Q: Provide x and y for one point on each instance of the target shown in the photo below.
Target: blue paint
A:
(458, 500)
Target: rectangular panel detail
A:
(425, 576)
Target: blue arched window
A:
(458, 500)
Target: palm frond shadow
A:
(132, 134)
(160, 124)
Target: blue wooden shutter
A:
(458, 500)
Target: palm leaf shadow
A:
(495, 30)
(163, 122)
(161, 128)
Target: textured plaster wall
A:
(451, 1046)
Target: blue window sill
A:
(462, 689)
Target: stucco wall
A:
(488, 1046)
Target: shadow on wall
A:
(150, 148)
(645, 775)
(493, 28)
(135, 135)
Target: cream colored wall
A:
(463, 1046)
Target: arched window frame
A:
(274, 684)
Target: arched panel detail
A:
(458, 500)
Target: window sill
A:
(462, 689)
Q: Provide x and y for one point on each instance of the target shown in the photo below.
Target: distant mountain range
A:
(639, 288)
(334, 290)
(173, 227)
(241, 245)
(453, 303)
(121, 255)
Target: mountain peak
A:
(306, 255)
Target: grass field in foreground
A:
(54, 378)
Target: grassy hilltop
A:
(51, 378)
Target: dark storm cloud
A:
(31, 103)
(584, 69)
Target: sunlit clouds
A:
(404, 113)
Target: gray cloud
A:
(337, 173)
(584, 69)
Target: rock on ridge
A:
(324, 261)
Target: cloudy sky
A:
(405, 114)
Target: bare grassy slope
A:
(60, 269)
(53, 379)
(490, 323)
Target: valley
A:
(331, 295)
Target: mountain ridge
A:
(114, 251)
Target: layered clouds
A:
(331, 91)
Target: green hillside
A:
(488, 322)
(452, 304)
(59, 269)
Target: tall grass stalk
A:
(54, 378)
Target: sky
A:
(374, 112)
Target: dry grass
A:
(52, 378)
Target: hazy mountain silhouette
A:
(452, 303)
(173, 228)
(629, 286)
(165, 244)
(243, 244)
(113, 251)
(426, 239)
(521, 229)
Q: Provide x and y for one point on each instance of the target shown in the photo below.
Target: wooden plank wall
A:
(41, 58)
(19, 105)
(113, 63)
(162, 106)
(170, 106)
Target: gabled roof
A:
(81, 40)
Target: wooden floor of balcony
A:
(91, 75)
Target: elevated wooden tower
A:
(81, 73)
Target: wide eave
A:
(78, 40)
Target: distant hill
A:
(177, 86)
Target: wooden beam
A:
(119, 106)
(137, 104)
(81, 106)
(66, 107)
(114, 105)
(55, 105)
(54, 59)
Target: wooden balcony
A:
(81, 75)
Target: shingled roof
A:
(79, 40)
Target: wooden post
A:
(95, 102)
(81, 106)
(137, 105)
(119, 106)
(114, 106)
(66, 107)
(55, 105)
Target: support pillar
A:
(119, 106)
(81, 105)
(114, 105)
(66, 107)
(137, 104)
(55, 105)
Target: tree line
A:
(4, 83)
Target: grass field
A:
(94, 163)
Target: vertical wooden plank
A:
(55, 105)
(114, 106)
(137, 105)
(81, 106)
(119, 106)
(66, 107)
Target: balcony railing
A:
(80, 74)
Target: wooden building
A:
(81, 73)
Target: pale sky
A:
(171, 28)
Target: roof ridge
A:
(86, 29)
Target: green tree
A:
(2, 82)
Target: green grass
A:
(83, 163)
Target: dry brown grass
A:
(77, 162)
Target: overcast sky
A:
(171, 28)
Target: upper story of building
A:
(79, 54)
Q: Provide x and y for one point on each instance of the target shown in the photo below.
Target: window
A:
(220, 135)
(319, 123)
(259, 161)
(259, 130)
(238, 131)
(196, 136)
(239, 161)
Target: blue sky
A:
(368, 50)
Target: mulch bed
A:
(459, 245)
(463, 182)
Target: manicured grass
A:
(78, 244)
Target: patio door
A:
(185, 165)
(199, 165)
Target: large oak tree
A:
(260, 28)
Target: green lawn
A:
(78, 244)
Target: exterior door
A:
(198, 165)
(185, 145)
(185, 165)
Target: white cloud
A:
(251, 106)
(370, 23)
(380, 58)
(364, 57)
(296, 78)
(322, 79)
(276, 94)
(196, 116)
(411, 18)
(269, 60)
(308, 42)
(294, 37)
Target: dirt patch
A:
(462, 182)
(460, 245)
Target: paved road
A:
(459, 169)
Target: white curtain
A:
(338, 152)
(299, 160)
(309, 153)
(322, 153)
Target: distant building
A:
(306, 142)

::::::

# Work to complete
Copy all of the data above, swapping every "Provide" for "Give" and keeping everything else the same.

# Expected output
Q: Give x and y for one point on each instance of the target shown in the photo below.
Target: blue paint
A:
(458, 500)
Target: rectangular panel detail
A:
(425, 576)
Target: blue arched window
A:
(458, 500)
Target: palm frond shadow
A:
(132, 134)
(160, 124)
Target: blue wooden shutter
A:
(458, 500)
Target: palm leaf shadow
A:
(495, 30)
(163, 122)
(161, 128)
Target: textured plaster wall
A:
(451, 1046)
Target: blue window sill
A:
(462, 689)
Target: stucco wall
A:
(488, 1046)
Target: shadow on wall
A:
(150, 148)
(645, 775)
(493, 28)
(135, 135)
Target: cream colored wall
A:
(463, 1046)
Target: arched window frame
A:
(274, 684)
Target: arched panel detail
A:
(458, 500)
Target: window sill
A:
(462, 689)
Q: Give x and y for one point on each instance of the target shown in the photo below.
Target: distant mountain range
A:
(639, 288)
(334, 290)
(173, 227)
(241, 245)
(453, 303)
(121, 255)
Target: mountain peak
A:
(306, 255)
Target: grass field in foreground
A:
(54, 378)
Target: grassy hilltop
A:
(51, 378)
Target: dark storm cloud
A:
(31, 103)
(584, 69)
Target: sunlit clouds
A:
(404, 113)
Target: gray cloud
A:
(337, 173)
(584, 69)
Target: rock on ridge
A:
(324, 261)
Target: cloudy sky
A:
(405, 114)
Target: bare grassy slope
A:
(60, 269)
(53, 379)
(490, 323)
Target: valley
A:
(331, 295)
Target: mountain ridge
A:
(114, 251)
Target: layered clouds
A:
(331, 91)
Target: green hillside
A:
(488, 322)
(452, 304)
(59, 269)
Target: tall grass stalk
A:
(54, 378)
Target: sky
A:
(374, 112)
Target: dry grass
A:
(52, 378)
Target: hazy mountain silhouette
A:
(452, 303)
(173, 228)
(629, 286)
(165, 244)
(243, 244)
(113, 251)
(426, 239)
(521, 229)
Q: Give x and y for one point on each instance of the target shown in the photo below.
Target: wooden plank wall
A:
(41, 58)
(19, 105)
(113, 63)
(162, 106)
(170, 106)
Target: gabled roof
A:
(81, 40)
Target: wooden floor of balcony
A:
(91, 75)
Target: elevated wooden tower
A:
(81, 73)
Target: wide eave
A:
(78, 40)
Target: distant hill
A:
(177, 86)
Target: wooden beam
A:
(119, 106)
(137, 104)
(81, 106)
(66, 107)
(114, 105)
(55, 105)
(54, 59)
Target: wooden balcony
A:
(81, 75)
Target: shingled roof
A:
(79, 40)
Target: wooden post
A:
(95, 102)
(81, 106)
(137, 105)
(119, 106)
(114, 106)
(66, 107)
(55, 105)
Target: support pillar
A:
(119, 106)
(81, 105)
(114, 105)
(66, 107)
(137, 104)
(55, 105)
Target: tree line
A:
(4, 83)
Target: grass field
A:
(94, 163)
Target: vertical wooden plank
A:
(55, 105)
(114, 106)
(137, 105)
(81, 106)
(119, 106)
(66, 107)
Target: balcony railing
A:
(80, 74)
Target: wooden building
A:
(81, 73)
Target: pale sky
A:
(171, 28)
Target: roof ridge
A:
(86, 29)
Target: green tree
A:
(2, 82)
Target: green grass
A:
(83, 163)
Target: dry brown grass
A:
(77, 162)
Target: overcast sky
A:
(171, 28)
Target: upper story of building
A:
(79, 54)
Q: Give x and y for one point on each instance of the target shown in the photo below.
Target: window
A:
(220, 135)
(319, 123)
(259, 161)
(259, 130)
(238, 131)
(196, 136)
(239, 161)
Target: blue sky
A:
(368, 50)
Target: mulch bed
A:
(459, 245)
(463, 182)
Target: manicured grass
A:
(78, 244)
Target: patio door
A:
(185, 165)
(199, 165)
Target: large oak tree
A:
(260, 28)
Target: green lawn
A:
(78, 244)
Target: exterior door
A:
(198, 165)
(185, 145)
(185, 165)
Target: white cloud
A:
(251, 106)
(370, 23)
(380, 58)
(364, 57)
(296, 78)
(322, 79)
(276, 94)
(196, 116)
(411, 18)
(269, 60)
(308, 42)
(294, 37)
Target: dirt patch
A:
(462, 182)
(460, 245)
Target: paved road
A:
(459, 169)
Target: white curtain
A:
(338, 152)
(299, 160)
(309, 153)
(322, 153)
Target: distant building
A:
(306, 142)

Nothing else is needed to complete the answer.